> _Tarefa proposta 1_
De acordo com o trecho fornecido, qual é o valor do teto do funcionalismo?
> _Tarefa proposta 2_
Reproduza a passagem do trecho fornecido que começa com "Verbas extras chegam" e segue até "Tribunal Federal (STF).", trocando "Judiciário" por "Poder Judiciário".

> _Trecho fornecido_
+ + + +

Verbas extras chegam a dobrar salário, principalmente no Judiciário. Gasto com pessoal no Brasil, de 13,5% do PIB, é maior que a média de nações ricas. Veja as despesas por países
Gratificações por tempo de serviço, remuneração por assumir outras funções e adicionais para capacitação profissional são alguns exemplos que não são contabilizados como salário e, por isso, ficam fora do teto do funcionalismo, que é R$ 41,6 mil, vencimento de um ministro do Supremo Tribunal Federal (STF).
Essas verbas podem dobrar o salário do servidor, principalmente do Judiciário, que tem autonomia para gerenciar as carreiras e remunerações de seus servidores.
Em uma tentativa de conter os supersalários, num projeto de 2016, o Senado listou 39 tipos de rendimentos extras. Destes, foi aprovado que apenas nove seriam autorizados. O texto, contudo, foi para a Câmara, que ampliou para 32 remunerações fora do teto. A proposta nunca foi votada e está parada no Congresso.
Como nada mudou, um promotor, por exemplo, pode ganhar R$ 34 mil de salário-base e receber mais R$ 34 mil de verbas indenizatórias em um único mês.
No fim de junho, o STF decidiu, por unanimidade, pela inconstitucionalidade de uma lei de Minas Gerais que determinava o pagamento de “auxílio-aperfeiçoamento profissional” a juízes estaduais para compra de “livros jurídicos, digitais e material de informática”. Mais uma gratificação fora do teto.
Gastos inativos e ativos — Foto: Criação O Globo
— Não pode acumular cargos, ter 60 dias de férias, licença-prêmio, quinquênio. Estamos criando castas que não se justificam do ponto de vista de justiça social — afirma Ana Carla Abrão, ex-secretária de Fazenda de Goiás.
25,5 mil acima do teto
Conforme levantamento do Centro de Liderança Pública (CLP), no ano passado, havia 25,5 mil servidores, de todos os poderes e nos níveis federal, estadual e municipal, que recebiam acima do teto. Em média, eles ganhavam R$ 12,7 mil acima do limite. Esse adicional equivale a um gasto anual de R$ 3,9 bilhões.
Gastos inativos e ativos — Foto: Criação O Globo
— A questão dos supersalários é mais evitar imoralidades e, com isso, gerar alguma economia — afirma Daniel Duque, gerente de Inteligência Técnica do CLP.

+ + + +

(Registros de contornos)
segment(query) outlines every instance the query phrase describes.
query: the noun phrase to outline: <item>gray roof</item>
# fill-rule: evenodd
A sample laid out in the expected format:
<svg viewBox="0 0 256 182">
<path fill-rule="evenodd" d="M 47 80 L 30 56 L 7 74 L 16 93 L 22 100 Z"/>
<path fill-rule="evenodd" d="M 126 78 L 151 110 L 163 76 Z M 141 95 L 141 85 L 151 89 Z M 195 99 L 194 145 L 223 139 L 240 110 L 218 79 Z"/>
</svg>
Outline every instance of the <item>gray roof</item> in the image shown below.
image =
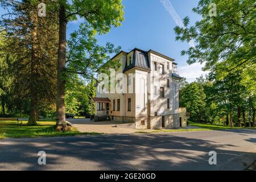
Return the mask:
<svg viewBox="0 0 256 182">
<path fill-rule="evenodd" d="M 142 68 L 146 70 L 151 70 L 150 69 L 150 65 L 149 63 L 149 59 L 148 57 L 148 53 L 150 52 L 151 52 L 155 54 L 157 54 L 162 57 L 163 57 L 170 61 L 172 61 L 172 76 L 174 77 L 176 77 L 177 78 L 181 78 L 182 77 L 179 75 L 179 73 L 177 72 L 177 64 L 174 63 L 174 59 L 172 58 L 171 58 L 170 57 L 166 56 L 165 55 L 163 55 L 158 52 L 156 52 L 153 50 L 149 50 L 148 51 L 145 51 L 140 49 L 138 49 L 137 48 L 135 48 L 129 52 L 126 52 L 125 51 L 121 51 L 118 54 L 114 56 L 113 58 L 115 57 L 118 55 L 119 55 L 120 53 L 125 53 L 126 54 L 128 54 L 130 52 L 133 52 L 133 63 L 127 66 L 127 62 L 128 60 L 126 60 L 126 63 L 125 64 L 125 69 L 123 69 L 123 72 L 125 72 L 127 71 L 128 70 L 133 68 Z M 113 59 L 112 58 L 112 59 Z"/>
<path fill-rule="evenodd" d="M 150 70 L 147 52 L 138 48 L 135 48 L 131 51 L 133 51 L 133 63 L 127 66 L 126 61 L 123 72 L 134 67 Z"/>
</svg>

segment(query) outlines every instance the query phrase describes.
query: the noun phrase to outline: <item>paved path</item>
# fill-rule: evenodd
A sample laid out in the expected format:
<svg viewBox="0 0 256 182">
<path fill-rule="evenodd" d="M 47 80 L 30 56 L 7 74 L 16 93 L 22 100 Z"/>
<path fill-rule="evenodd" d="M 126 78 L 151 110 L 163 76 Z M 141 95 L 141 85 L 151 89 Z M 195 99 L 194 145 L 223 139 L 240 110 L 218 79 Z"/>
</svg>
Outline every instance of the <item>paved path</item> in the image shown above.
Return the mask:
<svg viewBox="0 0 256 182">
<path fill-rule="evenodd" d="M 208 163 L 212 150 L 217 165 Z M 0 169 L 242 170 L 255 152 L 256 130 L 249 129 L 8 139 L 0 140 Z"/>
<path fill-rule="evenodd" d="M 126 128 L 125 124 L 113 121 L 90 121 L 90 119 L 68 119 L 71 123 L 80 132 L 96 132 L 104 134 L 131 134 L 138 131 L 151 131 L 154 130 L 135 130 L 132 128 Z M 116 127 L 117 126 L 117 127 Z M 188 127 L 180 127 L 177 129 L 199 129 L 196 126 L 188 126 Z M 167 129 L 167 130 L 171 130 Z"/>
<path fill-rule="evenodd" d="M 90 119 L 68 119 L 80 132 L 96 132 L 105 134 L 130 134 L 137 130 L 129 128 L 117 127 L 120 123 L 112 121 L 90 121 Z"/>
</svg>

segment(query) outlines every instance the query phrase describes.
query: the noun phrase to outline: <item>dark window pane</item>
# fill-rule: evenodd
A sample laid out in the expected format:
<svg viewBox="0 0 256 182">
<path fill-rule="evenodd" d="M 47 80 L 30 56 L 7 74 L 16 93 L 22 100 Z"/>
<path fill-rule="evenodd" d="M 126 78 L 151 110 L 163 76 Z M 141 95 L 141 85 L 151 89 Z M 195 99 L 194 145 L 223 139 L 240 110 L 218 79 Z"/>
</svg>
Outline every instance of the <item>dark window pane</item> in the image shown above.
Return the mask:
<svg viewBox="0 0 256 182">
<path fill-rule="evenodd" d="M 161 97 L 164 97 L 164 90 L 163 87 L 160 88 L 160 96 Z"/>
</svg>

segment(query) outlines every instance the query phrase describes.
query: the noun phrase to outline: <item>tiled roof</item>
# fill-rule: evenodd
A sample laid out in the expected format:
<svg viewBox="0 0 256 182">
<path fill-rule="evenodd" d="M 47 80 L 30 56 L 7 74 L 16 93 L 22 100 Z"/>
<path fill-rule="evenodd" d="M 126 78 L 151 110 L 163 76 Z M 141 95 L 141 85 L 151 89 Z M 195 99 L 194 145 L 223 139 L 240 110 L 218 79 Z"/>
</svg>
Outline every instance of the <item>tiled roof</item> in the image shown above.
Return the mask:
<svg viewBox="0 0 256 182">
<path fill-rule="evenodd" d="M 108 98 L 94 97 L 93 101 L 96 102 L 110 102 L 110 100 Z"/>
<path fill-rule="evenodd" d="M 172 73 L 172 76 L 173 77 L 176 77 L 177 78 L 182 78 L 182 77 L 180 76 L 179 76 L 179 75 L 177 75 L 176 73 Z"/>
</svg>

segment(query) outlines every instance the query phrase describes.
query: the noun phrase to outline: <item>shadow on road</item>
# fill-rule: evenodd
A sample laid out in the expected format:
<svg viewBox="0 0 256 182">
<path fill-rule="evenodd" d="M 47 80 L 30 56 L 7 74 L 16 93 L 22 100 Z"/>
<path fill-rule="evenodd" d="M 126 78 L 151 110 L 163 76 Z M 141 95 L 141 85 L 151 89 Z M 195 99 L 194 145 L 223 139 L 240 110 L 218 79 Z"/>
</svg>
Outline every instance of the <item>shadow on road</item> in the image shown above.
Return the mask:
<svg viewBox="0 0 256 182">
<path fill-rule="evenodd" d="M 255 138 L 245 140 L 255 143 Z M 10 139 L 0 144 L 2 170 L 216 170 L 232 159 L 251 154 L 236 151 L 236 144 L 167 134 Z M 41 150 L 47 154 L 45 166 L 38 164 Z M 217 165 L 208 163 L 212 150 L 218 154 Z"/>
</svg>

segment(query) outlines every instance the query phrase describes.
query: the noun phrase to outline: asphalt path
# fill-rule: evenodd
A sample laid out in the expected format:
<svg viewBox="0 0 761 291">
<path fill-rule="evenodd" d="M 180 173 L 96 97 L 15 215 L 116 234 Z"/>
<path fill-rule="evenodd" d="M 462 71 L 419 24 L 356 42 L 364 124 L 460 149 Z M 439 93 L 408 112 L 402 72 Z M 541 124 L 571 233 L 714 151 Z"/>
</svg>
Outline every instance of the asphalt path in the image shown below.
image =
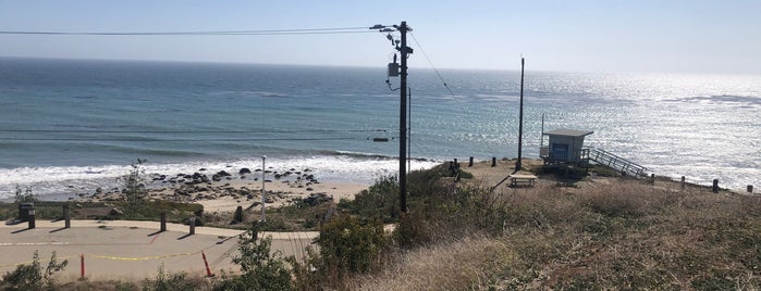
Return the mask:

+ + + +

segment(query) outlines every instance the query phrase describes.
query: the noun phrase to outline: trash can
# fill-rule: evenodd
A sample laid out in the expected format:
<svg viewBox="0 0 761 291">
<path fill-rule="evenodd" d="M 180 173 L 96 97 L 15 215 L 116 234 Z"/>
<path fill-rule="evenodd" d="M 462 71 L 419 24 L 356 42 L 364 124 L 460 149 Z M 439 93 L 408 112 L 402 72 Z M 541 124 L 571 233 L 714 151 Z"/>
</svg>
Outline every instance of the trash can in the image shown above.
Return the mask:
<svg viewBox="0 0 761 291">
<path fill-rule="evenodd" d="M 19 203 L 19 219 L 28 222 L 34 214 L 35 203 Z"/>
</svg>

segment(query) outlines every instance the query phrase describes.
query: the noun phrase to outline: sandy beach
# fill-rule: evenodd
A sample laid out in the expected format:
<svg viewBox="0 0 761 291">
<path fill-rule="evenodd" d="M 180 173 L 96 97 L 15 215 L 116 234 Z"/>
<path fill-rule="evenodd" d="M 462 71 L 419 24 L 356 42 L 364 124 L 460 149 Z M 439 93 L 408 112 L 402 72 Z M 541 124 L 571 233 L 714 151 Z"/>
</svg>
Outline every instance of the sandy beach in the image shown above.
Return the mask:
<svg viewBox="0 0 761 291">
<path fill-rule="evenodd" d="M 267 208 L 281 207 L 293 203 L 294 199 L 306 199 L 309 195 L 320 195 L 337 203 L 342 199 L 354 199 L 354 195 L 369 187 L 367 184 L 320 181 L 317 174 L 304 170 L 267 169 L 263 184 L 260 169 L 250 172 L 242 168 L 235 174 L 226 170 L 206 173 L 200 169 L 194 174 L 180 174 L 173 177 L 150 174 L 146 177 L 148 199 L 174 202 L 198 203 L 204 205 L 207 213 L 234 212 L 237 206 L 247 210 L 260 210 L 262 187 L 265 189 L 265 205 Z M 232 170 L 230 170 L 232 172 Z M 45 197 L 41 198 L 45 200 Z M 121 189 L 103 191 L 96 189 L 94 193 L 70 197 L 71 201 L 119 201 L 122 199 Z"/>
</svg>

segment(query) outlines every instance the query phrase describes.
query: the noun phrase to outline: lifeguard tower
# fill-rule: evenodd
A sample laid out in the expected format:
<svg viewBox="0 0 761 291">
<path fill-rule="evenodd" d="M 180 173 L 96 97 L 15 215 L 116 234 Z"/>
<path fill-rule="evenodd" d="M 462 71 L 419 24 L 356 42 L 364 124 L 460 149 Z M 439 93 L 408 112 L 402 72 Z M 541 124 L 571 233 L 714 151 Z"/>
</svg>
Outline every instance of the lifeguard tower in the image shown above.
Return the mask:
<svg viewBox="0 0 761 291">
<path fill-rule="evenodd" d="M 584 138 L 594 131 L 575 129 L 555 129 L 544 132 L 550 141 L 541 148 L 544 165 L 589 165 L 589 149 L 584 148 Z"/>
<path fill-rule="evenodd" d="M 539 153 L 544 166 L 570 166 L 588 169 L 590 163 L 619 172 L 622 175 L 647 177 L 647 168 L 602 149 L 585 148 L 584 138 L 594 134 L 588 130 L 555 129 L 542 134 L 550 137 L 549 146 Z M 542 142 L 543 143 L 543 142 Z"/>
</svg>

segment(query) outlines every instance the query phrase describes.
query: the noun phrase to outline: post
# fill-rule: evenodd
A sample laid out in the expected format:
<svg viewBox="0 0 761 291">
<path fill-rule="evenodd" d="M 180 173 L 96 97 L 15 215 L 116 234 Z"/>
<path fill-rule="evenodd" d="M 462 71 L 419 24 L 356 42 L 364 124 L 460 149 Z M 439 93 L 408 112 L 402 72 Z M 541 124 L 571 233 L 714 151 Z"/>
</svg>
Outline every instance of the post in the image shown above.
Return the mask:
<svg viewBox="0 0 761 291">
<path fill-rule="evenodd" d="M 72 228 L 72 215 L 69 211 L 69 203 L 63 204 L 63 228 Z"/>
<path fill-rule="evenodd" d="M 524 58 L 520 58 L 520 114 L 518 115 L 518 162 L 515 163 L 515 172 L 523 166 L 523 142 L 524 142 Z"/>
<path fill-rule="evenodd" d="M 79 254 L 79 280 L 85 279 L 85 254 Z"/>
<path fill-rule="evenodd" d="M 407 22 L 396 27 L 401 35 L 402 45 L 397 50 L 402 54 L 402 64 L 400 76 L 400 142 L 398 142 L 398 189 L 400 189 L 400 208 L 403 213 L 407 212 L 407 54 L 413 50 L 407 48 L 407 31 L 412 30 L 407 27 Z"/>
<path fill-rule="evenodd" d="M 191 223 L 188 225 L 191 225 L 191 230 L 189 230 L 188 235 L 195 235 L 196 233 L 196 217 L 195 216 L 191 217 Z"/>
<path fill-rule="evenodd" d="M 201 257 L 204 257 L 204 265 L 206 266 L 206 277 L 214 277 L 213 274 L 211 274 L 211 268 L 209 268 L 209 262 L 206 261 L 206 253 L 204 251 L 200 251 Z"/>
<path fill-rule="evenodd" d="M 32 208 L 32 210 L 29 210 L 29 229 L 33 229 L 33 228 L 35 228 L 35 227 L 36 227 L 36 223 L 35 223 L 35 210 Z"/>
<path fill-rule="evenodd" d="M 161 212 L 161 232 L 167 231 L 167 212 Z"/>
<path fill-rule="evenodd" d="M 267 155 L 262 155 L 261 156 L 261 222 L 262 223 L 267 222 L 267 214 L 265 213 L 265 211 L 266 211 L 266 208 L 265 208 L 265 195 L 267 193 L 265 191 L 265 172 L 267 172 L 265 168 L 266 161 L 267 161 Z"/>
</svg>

+ + + +

> _Solução redigida 1_
R$ 41,6 mil, o vencimento de um ministro do Supremo Tribunal Federal (STF).

> _Solução redigida 2_
Verbas extras chegam a dobrar salário, principalmente no Poder Judiciário. Gasto com pessoal no Brasil, de 13,5% do PIB, é maior que a média de nações ricas. Veja as despesas por países
Gratificações por tempo de serviço, remuneração por assumir outras funções e adicionais para capacitação profissional são alguns exemplos que não são contabilizados como salário e, por isso, ficam fora do teto do funcionalismo, que é R$ 41,6 mil, vencimento de um ministro do Supremo Tribunal Federal (STF).